(Natural language region descriptions)

****************************************

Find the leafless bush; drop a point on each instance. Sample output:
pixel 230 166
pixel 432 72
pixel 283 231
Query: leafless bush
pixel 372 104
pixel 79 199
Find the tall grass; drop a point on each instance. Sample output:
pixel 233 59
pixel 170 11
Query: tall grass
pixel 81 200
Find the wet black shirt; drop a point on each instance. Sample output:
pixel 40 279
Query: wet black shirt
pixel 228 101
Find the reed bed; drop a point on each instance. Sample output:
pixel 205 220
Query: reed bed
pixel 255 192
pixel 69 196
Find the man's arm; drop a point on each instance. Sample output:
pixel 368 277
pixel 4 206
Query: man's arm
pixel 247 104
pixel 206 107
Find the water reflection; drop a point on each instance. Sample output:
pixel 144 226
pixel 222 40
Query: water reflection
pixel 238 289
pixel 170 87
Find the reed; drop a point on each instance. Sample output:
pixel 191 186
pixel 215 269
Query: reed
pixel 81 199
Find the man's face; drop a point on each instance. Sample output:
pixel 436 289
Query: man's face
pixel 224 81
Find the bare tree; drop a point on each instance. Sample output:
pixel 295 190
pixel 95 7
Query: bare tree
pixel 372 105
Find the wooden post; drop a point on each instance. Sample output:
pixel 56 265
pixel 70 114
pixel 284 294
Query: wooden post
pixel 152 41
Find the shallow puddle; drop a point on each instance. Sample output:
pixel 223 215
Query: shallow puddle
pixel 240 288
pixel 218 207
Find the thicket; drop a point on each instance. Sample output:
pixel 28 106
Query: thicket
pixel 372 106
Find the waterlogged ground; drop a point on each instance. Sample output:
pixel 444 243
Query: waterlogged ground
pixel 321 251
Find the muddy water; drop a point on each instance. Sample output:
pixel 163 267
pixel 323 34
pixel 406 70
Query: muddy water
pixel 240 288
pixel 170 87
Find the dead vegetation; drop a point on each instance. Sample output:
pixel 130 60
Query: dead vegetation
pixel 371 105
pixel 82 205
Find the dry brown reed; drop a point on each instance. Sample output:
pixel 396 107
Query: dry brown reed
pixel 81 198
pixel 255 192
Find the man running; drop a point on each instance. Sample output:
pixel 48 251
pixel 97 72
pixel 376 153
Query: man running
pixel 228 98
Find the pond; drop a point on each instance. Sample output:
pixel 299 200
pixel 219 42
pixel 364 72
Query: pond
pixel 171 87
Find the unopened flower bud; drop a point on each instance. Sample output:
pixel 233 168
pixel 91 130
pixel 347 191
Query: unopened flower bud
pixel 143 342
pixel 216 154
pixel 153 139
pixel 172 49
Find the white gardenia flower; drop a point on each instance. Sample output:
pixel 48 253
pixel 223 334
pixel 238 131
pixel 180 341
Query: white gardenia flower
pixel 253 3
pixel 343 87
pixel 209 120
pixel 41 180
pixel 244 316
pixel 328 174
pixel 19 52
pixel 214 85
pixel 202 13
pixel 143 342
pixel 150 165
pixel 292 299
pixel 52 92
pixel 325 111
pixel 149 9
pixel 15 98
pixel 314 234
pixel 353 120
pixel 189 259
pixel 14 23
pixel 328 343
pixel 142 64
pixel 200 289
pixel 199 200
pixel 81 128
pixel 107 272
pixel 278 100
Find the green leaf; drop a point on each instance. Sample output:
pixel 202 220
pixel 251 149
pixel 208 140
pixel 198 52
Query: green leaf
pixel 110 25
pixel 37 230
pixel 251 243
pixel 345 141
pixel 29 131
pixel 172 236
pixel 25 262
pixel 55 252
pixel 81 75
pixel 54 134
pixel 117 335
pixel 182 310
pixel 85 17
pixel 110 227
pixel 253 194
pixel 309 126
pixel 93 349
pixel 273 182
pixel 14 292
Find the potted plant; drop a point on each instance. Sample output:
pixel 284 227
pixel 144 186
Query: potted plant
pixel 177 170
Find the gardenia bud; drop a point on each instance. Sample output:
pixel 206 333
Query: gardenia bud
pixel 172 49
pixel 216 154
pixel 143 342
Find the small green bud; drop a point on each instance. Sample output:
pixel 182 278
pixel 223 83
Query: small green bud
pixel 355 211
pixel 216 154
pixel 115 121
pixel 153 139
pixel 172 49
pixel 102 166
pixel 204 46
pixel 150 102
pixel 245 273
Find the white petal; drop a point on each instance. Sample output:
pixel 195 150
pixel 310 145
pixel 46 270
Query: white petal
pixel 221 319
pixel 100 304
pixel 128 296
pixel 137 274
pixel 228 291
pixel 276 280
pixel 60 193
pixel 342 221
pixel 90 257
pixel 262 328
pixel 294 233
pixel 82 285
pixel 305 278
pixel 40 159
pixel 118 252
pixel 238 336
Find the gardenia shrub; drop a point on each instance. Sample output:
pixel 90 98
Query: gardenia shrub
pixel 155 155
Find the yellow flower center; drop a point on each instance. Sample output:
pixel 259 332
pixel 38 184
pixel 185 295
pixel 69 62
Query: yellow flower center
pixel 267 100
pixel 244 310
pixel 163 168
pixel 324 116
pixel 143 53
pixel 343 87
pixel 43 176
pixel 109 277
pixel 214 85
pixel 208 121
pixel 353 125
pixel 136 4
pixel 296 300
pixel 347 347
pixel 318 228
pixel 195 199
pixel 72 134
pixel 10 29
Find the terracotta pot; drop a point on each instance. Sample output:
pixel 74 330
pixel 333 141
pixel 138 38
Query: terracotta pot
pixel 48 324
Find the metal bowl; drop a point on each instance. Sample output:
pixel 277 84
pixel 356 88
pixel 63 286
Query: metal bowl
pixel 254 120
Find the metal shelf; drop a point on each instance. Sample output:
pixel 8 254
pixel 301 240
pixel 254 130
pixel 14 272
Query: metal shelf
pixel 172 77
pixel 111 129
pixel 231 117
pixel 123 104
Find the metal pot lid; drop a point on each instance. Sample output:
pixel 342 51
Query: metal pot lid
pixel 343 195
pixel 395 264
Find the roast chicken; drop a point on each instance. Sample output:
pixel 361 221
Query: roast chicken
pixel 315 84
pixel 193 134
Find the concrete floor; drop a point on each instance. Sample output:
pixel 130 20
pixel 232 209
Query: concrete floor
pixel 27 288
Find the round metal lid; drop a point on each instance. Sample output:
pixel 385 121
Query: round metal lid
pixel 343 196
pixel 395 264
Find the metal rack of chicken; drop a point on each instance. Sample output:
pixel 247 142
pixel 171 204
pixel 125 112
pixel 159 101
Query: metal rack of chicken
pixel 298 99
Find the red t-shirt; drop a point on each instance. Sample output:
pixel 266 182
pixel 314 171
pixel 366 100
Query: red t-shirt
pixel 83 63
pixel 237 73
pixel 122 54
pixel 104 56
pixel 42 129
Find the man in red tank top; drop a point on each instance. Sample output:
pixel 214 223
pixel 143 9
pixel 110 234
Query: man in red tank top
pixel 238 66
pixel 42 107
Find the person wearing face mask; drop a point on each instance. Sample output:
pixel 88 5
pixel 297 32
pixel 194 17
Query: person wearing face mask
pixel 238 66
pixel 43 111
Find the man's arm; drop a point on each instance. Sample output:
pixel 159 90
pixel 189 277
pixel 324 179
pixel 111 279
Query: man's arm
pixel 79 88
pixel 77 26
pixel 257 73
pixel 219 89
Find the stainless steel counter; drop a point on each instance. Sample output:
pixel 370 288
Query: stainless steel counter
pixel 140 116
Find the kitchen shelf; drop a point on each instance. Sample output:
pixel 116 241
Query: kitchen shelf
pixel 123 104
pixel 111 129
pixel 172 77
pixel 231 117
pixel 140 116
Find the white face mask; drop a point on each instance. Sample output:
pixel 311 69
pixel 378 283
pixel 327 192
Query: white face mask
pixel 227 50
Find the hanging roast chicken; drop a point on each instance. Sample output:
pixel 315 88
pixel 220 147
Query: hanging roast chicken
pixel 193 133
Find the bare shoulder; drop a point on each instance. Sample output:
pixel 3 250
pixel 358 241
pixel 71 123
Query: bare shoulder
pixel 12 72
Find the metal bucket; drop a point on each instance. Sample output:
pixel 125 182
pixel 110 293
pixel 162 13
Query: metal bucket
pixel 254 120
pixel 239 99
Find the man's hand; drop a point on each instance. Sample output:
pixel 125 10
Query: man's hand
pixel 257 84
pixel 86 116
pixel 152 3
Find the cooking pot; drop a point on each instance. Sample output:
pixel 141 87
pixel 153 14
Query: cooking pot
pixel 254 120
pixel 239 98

****************************************

### What you have to do
Having found the line with "pixel 143 9", transcribe it and each line after it to the end of the entries, with no other lines.

### Answer section
pixel 143 9
pixel 110 234
Query: man in red tank top
pixel 238 66
pixel 42 107
Find the person wearing face mask; drop a point on each instance. Sample output:
pixel 88 5
pixel 297 32
pixel 194 17
Query: person wearing face mask
pixel 238 66
pixel 43 111
Find the man's arm; drop a point on each instance. Sample output:
pixel 159 90
pixel 189 277
pixel 324 179
pixel 111 279
Query: man's arm
pixel 79 88
pixel 77 26
pixel 257 73
pixel 219 89
Find the stainless steel counter; drop a point on each instance. Sample output:
pixel 370 288
Query: stainless steel counter
pixel 140 116
Find the kitchen shelf; drop a point on each instance. Sample output:
pixel 116 241
Query: kitchen shelf
pixel 123 104
pixel 111 129
pixel 172 77
pixel 231 117
pixel 140 116
Find the white face mask; drop a point on each instance. Sample output:
pixel 311 69
pixel 378 283
pixel 327 192
Query: white face mask
pixel 227 50
Find the hanging roast chicken; drop a point on each instance. Sample output:
pixel 315 88
pixel 220 147
Query: hanging roast chicken
pixel 193 133
Find the bare shoulder; drop a point on each instance. Sample output:
pixel 3 250
pixel 358 241
pixel 71 123
Query: bare shoulder
pixel 12 72
Find the metal bucket; drop a point on each instance. Sample output:
pixel 125 182
pixel 110 293
pixel 162 13
Query: metal bucket
pixel 254 120
pixel 239 99
Find the man's hand; drop a point on each instance. Sample output:
pixel 125 10
Query: man's hand
pixel 257 84
pixel 86 116
pixel 152 3
Find the cooking pot; drop a point on each instance. Sample output:
pixel 141 87
pixel 153 14
Query: cooking pot
pixel 254 120
pixel 239 98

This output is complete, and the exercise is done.